§ **SOURCE DATA**:
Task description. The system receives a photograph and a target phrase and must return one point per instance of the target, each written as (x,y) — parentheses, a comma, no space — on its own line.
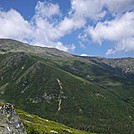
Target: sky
(82,27)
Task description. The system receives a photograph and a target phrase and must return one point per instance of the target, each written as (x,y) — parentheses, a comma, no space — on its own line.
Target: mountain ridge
(94,98)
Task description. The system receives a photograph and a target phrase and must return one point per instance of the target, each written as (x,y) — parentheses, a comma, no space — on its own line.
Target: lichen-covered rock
(9,121)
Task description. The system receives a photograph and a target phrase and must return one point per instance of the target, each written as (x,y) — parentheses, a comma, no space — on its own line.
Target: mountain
(88,93)
(11,123)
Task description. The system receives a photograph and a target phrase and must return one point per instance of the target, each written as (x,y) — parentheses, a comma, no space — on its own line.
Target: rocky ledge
(10,122)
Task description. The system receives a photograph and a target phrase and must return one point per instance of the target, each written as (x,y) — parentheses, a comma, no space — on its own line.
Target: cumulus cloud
(12,25)
(119,30)
(125,45)
(119,6)
(83,55)
(45,9)
(40,30)
(47,27)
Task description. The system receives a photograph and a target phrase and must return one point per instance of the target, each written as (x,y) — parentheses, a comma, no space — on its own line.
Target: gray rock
(9,121)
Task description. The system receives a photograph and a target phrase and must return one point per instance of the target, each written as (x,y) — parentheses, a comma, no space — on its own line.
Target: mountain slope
(68,89)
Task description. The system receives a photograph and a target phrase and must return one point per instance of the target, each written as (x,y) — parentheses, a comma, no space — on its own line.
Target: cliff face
(9,121)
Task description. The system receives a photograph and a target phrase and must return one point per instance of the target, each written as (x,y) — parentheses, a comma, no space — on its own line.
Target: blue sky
(82,27)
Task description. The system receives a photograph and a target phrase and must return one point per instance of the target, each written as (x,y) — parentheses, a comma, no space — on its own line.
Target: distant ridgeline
(9,121)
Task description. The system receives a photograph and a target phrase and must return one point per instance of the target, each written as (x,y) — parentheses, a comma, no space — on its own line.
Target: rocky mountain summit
(9,121)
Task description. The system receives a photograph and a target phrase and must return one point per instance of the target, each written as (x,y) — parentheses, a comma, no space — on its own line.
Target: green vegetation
(37,125)
(94,98)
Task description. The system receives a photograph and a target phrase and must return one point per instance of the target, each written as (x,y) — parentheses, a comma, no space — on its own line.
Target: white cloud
(119,30)
(12,25)
(119,6)
(124,45)
(45,9)
(83,55)
(46,27)
(114,30)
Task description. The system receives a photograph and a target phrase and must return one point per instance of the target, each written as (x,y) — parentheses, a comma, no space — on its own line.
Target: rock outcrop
(9,121)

§ **BRIEF**: Pictures are not part of the copy. Return every record exactly.

§ **EXERCISE RESPONSE**:
Task description. The system receives a photograph and a target phrase and must return one point per instance of the target, each written as (x,y) — parentheses, a comma, no space — on its own line.
Target: sky
(82,27)
Task description. The system receives a photograph and a target phrase and must return one point per instance of the target, each written as (x,y) — parentheses, a comma, no space — on its own line.
Target: mountain ridge
(94,98)
Task description. The system receives a photograph and a target phrase and must return one point per instance of the target, each written as (x,y) — parentheses, a comma, no space — on its own line.
Target: lichen-covered rock
(9,121)
Task description. The system receives a photograph and a target phrase and must return one point per instance of the target, each written as (x,y) — parentheses, a comma, no space — on its own line.
Target: mountain
(88,93)
(11,123)
Task description. The system receives a photograph and a target phrase and must return one point per instance of the target, each written as (x,y) — parentheses, a comma, no space — on its own line.
Target: rocky ledge
(10,122)
Task description. The system receives a photograph and a target phrase and must return one point per instance of the target, each written as (x,y) — parentheses, a comma, no space — on its own line.
Target: cumulus cloud
(12,25)
(119,30)
(125,45)
(119,6)
(83,55)
(45,9)
(40,30)
(47,27)
Task description. The system receives a photograph and a target phrase and must return one point per instance of the target, each written as (x,y) — parentheses, a comma, no space — on its own line.
Target: gray rock
(9,121)
Task description. The system receives a photograph and a target phrase and must return one point per instance of the target, each written as (x,y) — parentheses, a comma, no space — on its own line.
Target: mountain slope
(68,89)
Task description. The system receives a photograph and a target phrase and must return one point per instance of the target, each written as (x,y) — parentheses, a comma, no space — on its own line.
Target: cliff face
(9,121)
Task description. The system receives a photograph and a target phrase and must return one point per instance of the target, each written as (x,y) — parentheses, a comma, no space — on its own line.
Target: blue sky
(82,27)
Task description. The system receives a photograph and a target phrase and must return one point per instance of the target, each written as (x,y) — parentheses, a comma, no space — on its own line.
Target: distant ridgeline
(9,121)
Task description. The system receives a photograph and a target phrase and must return one point per instance of the target, each written as (x,y) — parentheses, a comma, no space — on its own line.
Target: rocky mountain summit
(9,121)
Task description. The system receives a photograph and a target phrase and must return one point per instance of the target, each written as (x,y) — parentheses, a comma, no space — on its own line.
Target: green vegetation
(37,125)
(94,98)
Task description. The system receives a photograph and a target phrase and must return one point per instance of the target, each written as (x,y) — parentheses, a comma, no space — on its own line.
Target: white cloud
(119,30)
(12,25)
(119,6)
(124,45)
(45,9)
(83,55)
(46,27)
(114,30)
Task description. The system receives a photograph and a target phrase and must return one point per instance of the target, each written as (x,y) — parentheses, a comma, no space — on its own line.
Target: rock outcrop
(9,121)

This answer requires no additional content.